In every row below, swap "record" for "log" and write the lines out again with nothing else changed. Leave the pictures out.

****************

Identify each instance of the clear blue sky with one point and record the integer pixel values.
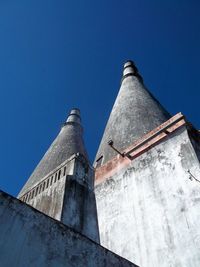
(58, 54)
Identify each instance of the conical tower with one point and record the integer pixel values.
(62, 184)
(135, 112)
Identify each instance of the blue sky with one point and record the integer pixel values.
(58, 54)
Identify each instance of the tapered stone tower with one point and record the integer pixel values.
(134, 113)
(147, 180)
(62, 184)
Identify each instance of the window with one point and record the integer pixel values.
(36, 192)
(64, 171)
(99, 161)
(51, 180)
(43, 186)
(47, 183)
(55, 178)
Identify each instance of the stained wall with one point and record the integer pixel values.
(148, 212)
(30, 238)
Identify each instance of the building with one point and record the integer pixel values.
(148, 180)
(140, 201)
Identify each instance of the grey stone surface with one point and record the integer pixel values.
(148, 212)
(67, 194)
(68, 142)
(30, 238)
(134, 113)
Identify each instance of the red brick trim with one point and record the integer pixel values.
(139, 147)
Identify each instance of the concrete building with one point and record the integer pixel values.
(54, 221)
(148, 180)
(140, 201)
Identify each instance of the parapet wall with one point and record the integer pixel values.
(30, 238)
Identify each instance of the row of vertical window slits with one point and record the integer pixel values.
(44, 185)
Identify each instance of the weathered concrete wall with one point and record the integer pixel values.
(79, 209)
(30, 238)
(67, 194)
(149, 211)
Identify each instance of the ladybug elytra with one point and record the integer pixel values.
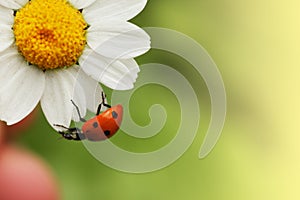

****************

* Full solution:
Identify each instance of the clear blue sky with one point and log the integer pixel values.
(58, 54)
Identify each instance of the conical tower with one point and log the integer pixel values.
(62, 184)
(135, 112)
Identify each instance of the blue sky with one point and log the integer pixel values.
(58, 54)
Identify each instance of the tapered stone tower with one point and log the integer pixel values.
(134, 113)
(147, 180)
(62, 184)
Identify each instance of the window with one point and log the integer pixel values.
(36, 192)
(64, 171)
(99, 161)
(51, 180)
(43, 186)
(47, 183)
(55, 178)
Identify each instance of the stained wall with one point and log the integer pixel values.
(148, 212)
(30, 238)
Identify each instance of the building with one point and log the integer pixel values.
(148, 180)
(140, 201)
Identify each instance of the grey stone surface with one point and log the integer pixel values.
(148, 212)
(67, 194)
(68, 142)
(30, 238)
(134, 113)
Identify each instance of the red brick trim with one point and log the integer pixel values.
(139, 147)
Identify each instance of the concrete building with one point and log the integer pixel values.
(54, 221)
(148, 180)
(140, 201)
Identify each instance of the parapet wall with one point and log the integer pixel values.
(30, 238)
Identify each instance of the row of vertical window slits with one point and log the integer pixel values.
(44, 185)
Identify each instance of the weathered concrete wall with one point and log the integer pixel values.
(79, 209)
(30, 238)
(67, 194)
(149, 211)
Identify each instance of the ladybug elytra with one point and log the integer pixel values.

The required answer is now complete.